- [WHAT IS REQUIRED]: Write out, character for character, the data that starts with the line containing "[outline] gray siding, per instance" and continues through the line containing "[[[141,127],[150,127],[150,105],[141,105]]]", with both of those lines included.
━━━ GIVEN DATA ━━━
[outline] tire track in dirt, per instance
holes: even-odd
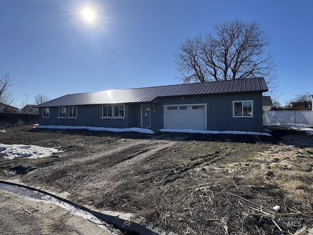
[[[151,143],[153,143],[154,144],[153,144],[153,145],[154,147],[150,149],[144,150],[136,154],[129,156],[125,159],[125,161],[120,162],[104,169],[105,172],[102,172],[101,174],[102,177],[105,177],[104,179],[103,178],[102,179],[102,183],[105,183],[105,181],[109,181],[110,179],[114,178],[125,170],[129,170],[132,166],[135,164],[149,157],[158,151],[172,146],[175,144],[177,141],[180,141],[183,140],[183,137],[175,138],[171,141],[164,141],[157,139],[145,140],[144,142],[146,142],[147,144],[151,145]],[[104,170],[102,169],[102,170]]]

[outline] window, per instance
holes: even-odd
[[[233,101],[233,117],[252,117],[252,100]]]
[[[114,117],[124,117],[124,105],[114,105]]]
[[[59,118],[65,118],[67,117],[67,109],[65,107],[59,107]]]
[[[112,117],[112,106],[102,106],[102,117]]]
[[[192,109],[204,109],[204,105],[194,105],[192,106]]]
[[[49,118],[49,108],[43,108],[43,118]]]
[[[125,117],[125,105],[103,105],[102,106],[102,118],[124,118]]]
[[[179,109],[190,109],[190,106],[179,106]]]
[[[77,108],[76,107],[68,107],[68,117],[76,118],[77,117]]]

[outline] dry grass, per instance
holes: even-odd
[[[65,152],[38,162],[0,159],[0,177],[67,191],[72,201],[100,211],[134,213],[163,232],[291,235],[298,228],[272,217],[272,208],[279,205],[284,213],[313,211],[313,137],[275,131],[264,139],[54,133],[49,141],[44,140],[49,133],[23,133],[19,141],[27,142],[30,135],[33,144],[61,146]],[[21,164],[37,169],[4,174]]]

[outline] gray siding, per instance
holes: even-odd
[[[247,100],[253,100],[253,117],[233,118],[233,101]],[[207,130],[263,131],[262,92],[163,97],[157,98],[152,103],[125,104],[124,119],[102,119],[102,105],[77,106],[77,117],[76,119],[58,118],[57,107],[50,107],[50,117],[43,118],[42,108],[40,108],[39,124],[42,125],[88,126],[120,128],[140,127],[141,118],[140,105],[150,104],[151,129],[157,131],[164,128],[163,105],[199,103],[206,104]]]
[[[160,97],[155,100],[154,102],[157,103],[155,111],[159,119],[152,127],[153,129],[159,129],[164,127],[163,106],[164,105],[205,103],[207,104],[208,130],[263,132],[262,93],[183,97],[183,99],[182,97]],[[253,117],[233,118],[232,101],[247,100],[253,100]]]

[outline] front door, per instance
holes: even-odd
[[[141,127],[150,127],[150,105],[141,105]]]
━━━
━━━ GIVEN DATA ━━━
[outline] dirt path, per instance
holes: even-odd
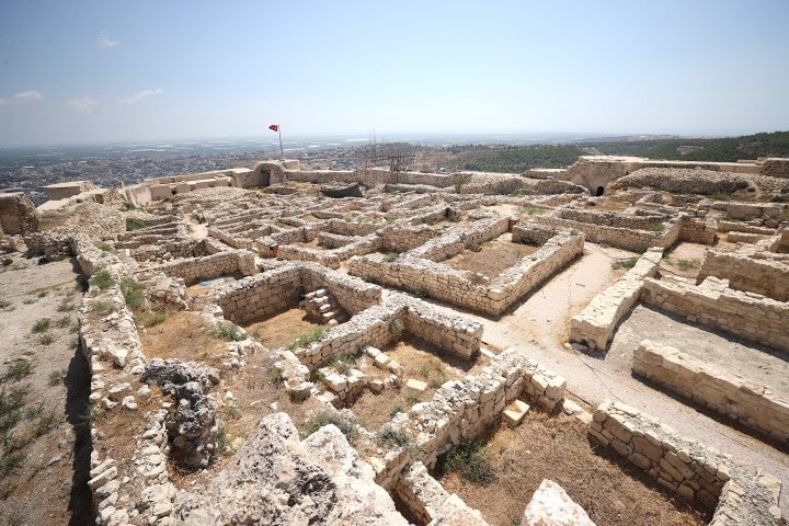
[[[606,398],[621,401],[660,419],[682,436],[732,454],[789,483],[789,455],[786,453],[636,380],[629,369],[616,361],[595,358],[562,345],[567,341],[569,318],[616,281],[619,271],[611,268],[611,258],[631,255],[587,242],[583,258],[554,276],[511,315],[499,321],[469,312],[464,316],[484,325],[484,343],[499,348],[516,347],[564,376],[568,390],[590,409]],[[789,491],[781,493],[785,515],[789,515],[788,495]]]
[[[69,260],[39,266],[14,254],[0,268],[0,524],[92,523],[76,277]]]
━━━
- [WRITTEN SOLUTION]:
[outline] gray siding, per instance
holes: even-odd
[[[247,100],[253,100],[253,117],[233,118],[233,101]],[[207,130],[263,131],[262,92],[163,97],[157,98],[152,103],[125,104],[124,119],[102,119],[102,105],[77,106],[77,117],[76,119],[58,118],[57,107],[50,107],[50,117],[43,118],[42,108],[40,108],[39,124],[42,125],[88,126],[120,128],[140,127],[141,118],[140,105],[150,104],[151,129],[157,131],[164,128],[163,105],[199,103],[206,104]]]
[[[160,97],[155,100],[154,102],[157,103],[155,111],[159,119],[152,127],[153,129],[159,129],[164,127],[163,106],[164,105],[205,103],[207,104],[208,130],[263,132],[262,93],[183,97],[183,99],[182,97]],[[253,117],[233,118],[232,101],[247,100],[253,100]]]

[outline] front door, per instance
holes: even-odd
[[[141,127],[150,127],[150,105],[141,105]]]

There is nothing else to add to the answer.